(Location identification entries)
────────
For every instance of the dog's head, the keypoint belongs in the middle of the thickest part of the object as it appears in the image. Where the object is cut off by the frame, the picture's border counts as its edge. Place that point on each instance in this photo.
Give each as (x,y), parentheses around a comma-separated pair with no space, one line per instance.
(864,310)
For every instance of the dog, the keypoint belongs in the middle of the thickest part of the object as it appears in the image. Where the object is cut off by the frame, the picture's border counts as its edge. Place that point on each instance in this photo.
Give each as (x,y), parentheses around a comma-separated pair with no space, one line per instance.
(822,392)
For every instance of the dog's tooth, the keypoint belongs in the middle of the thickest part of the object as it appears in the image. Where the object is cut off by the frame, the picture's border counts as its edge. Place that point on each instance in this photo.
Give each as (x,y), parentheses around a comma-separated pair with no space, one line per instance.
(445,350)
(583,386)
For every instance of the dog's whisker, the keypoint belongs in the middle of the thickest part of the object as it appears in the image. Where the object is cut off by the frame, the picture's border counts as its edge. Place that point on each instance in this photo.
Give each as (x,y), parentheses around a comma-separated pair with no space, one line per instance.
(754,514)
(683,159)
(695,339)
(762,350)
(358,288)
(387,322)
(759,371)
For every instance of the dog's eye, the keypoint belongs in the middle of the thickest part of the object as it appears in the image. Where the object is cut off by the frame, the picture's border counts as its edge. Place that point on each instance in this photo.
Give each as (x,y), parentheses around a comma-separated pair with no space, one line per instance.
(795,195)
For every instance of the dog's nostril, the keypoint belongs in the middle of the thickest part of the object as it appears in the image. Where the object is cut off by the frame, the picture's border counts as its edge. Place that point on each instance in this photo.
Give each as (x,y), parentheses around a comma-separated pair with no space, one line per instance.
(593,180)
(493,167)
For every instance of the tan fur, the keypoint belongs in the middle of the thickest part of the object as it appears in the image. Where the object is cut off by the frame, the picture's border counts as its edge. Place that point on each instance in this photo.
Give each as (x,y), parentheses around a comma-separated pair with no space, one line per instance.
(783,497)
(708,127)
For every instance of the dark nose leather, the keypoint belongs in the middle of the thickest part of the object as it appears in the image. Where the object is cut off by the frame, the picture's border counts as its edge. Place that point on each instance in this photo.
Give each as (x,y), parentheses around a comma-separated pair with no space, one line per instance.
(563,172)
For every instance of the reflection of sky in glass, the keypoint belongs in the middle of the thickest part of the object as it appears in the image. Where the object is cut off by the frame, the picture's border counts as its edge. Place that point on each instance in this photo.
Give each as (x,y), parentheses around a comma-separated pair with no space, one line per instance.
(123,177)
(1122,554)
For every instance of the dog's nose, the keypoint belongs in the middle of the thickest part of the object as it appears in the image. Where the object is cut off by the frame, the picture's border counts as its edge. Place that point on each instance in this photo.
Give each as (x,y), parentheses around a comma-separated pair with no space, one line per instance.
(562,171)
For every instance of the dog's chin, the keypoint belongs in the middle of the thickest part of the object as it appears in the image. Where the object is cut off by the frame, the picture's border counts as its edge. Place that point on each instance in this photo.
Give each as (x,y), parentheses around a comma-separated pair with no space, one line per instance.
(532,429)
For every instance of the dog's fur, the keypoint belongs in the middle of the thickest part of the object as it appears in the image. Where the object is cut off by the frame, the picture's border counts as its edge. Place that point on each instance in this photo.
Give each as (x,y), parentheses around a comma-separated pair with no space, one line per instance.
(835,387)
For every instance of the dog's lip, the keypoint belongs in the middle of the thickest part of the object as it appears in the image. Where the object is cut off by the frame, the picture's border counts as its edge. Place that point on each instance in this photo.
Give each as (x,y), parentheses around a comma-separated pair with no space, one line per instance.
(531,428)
────────
EXERCISE:
Transcribe, word for word, every line from the one containing "For every instance of the dog's nose, the" through the final line of the entries, and nothing else.

RESPONSE:
For every instance of the dog's nose, the keypoint belongs in the middle of the thickest part of the object as it appears in the image. Where the object is cut off by the frame, the picture's border counts as its edge. Place that point on each instance in this photo.
Give each as (x,y), parentheses around a comma-separated pair with no space, one line per instance.
(562,171)
For every instance of the dog's chin, the keypoint belongs in the middle of the thickest part of the object as it appears in the image. Where the object is cut off by the frame, the picture's border counts as its edge. Place that point on each instance in this photo.
Give each as (x,y), parentheses around a comma-separated pair with no space, one line per instance.
(532,429)
For every instance of the dog's fur, the keypoint belongs in the middle of the thickest part of the object as it appears in the image. Where the object is cut off by the frame, the picture's border counts as its edge. Place that point on each instance in this photo.
Give each as (x,y), parentheses around a comma-separated pair with no space, one line per instance.
(835,387)
For every instance of the dog's lip, the keypoint belongs in the middle of the thickest part of the object as it appears in the image. Where the object is cut off by the frame, the picture's border counts as its edge. Place that point on each instance in this photo.
Give each as (x,y), parentheses around a comma-separated pair with no space, one line per instance.
(531,428)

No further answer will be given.